PASSAGE FOR REVIEW:
◆ ◆ ◆

When I was 11 years old, my parents divorced.  My brother and I found ourselves outside our normal, small town of Templeton (800 people at the time) world and thrust into the hip, beach community of Carpinteria.  Living in a condo and not on our farm with all our livestock was culture shock.  Most frightening was walking into a 6th grade classroom with 20 plus strange faces looking back at me. 

You see I started kindergarten with the same group of kids that I had shared a school room with for the past half dozen years.  There were no surprises, I knew where we all stood in the world of grammar school politics.  I can tell you that Jack Greer and Marty Gonzales would get chosen first for teams, that Eddy McGill was the fastest boy in class and most importantly that my desk would always be next to my very best friend Shawna Moore. 

Yet on this October day just shy of Halloween, my mother marched my brother and I into Main Elementary School.  I can picture that first day  like it was yesterday.  I had to sit in the office while my mother finished our paperwork.  Talk about being in a fish bowl.  Kids’ faces would cruise by the window all looking at the new girl.  Soon I was whisk off to meet my new class mates.  Mr. Carrillo was my teacher and he was a big guy.  He ran his room in a loose but structured style.  I soon learned that many of my classmates lived in the same neighborhood.  But I also was quick to discover that some of the students did not welcome strangers.  I was threatened and even ran away from school one afternoon.  Lucky for me I had a great teacher and librarian that saw the need in a lost little girl and decided to choose my first friend for me.

Lisa Gray was the daughter of the local dentist, had a very similar appearance to me and loved to read.  The school adults saw something in both of us and very silently placed us together.  Reading groups, going to help the librarian, working on projects she was always by my side.  And the magicalness of adolescents turn us two brown haired girls into the best of friends.  She made my new life bearable and soon helped me find my groove in a new place.

◆ ◆ ◆

ABOUT THIS TASK: Extend the account of starting sixth grade in Carpinteria, picking up directly after its final sentence.

◆ ◆ ◆

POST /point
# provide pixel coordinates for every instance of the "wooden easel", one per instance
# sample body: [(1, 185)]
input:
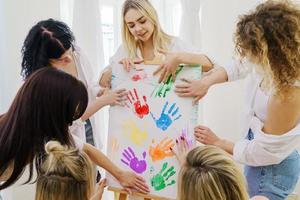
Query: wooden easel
[(123, 194)]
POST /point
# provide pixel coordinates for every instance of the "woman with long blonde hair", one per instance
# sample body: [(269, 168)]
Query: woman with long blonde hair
[(145, 40), (66, 173), (208, 173)]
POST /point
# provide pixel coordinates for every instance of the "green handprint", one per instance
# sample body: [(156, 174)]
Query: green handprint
[(159, 181), (166, 87)]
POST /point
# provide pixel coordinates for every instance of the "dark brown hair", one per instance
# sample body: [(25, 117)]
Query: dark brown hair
[(42, 110), (270, 36)]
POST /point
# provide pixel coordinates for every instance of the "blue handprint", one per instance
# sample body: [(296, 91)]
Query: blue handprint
[(165, 119)]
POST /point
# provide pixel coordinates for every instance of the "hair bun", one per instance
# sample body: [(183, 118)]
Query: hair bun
[(54, 147)]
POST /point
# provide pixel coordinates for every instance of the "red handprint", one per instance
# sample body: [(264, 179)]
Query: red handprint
[(140, 110)]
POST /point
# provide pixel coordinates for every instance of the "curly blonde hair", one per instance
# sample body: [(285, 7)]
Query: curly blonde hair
[(270, 36)]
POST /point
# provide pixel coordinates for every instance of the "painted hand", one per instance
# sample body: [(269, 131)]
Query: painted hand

◆ ◆ ◆

ANSWER SPACE:
Lisa and I both made other friends and shared mutual groups of interest, but I can’t even begin to count the numerous adventures, secrets and memories we created.  Lisa was enough for me and I was never too much for her.  And the funny thing is that I know if Lisa, Julie, Candy and others were to sit down with me at dinner tonight we would pick up right back where we left off. (cue the end of The Way We Were).

I moved back to Templeton my junior year and graduated with many of the faces that I begin my academic journey with 18 years earlier.  But Lisa and a handful of other friends never left my thoughts.  I use to note that at the time, I down right hated having to move, but looking back I gained so much from being in a new environment.  From learning experiences to different styles in clothing (who knew there were jeans outside of Wrangler?) and being exposed to a larger community helped shape my life and inner growth.  And if it wasn’t for Mr. Johnson my high school agriculture teacher I wouldn’t know Parli Pro or how to play cribbage. 

Discovering the lessons as our life changes and why god has placed us on a path isn’t always easy.  It can be downright challenging.  Using all the tools in your chest of “self help” can take time to repair the road our journey travels.  My fall back in any situation is to use the simplest form and go back to square one.  Cleaning a mess of closet, empty it completely and start over.  Challenge at work, what is the first step in the right direction?  So that is what I have done.  And writing this blog is the first step to a new tomorrow.  I am not going to promise that this will be the year that I actually write more and more, but who knows maybe the door opening is a sign for that adventure to unfold. My other big news is that I am teaching again.  I am officially the instructor of Equine Marketing at the University of Louisville for spring of 2024.  It has been great making my mind use channels of thoughts that have sat dormant for a few years.

Here is to 2024.  A planner full of notes and lists.  A blog review that surpasses any other year.  Life is a journey and as history has shown all trips have their ups and downs.  Look for the foundation or that one solid variable. Be it a person, place or thing, find your Lisa Gray and the equation will solve itself.